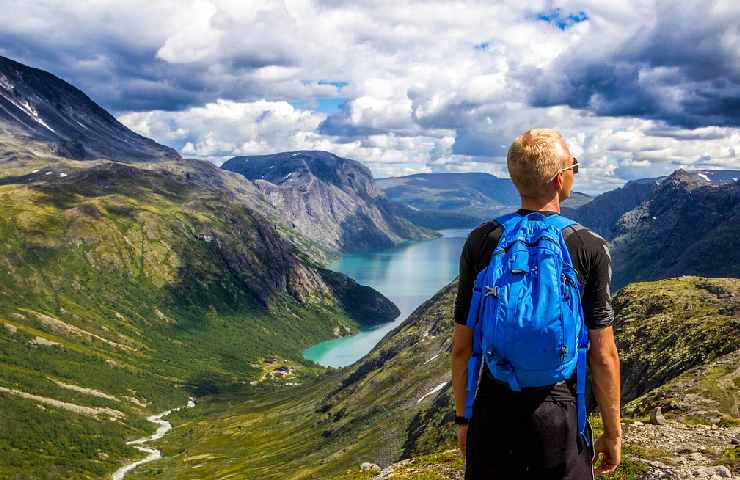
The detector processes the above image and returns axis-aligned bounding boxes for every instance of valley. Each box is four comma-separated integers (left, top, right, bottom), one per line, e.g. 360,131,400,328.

0,52,740,480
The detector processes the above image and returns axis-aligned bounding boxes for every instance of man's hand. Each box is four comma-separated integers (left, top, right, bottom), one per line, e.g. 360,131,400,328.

592,434,622,475
457,425,468,457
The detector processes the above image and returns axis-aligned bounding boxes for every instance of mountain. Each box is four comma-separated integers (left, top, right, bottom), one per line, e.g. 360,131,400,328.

608,170,740,288
132,277,740,480
571,170,740,240
571,178,660,239
376,172,591,229
0,58,399,479
0,56,180,162
222,151,436,252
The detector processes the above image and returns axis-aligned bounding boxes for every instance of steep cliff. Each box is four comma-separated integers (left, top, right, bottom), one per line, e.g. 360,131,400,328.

Task goal =
Turn the records above into a Markdown table with the columns Row and Text, where Row numbers each line and Text holds that line. Skip blank lines, and leave the pictures out of the table.

Answer for this exercise =
| Row | Text |
|---|---|
| 1 | The detector processes the above image and returns axis-aligned bounding boxes for every instance of valley. Each box is four comma-separated integers (left, top, right, bottom), one per line, e.g. 360,131,400,328. |
| 2 | 0,52,740,480 |
| 3 | The detector processes the above image and returns axis-aligned bounding boxes for every instance of man's hand. Each box is four comma-separated integers (left, top, right, bottom), one per line, e.g. 360,131,400,328. |
| 4 | 592,434,622,475 |
| 5 | 457,425,468,457 |
| 6 | The detector processes the above image and returns axis-aligned bounding boxes for every instance of mountain. Each box is four comma-separated integers (left, top, right, bottom), one per line, e.g. 360,131,400,328. |
| 7 | 608,170,740,288 |
| 8 | 132,277,740,480 |
| 9 | 571,170,740,240 |
| 10 | 571,178,660,239 |
| 11 | 376,172,591,229 |
| 12 | 0,58,399,479 |
| 13 | 0,56,180,162 |
| 14 | 222,151,436,252 |
| 15 | The detector processes the above image and returns axis-aligned bounding boxes for every instance of steep cliff. Each box is four comma-separated integers (left, top, right, bottom), one per line, e.g. 360,131,400,328. |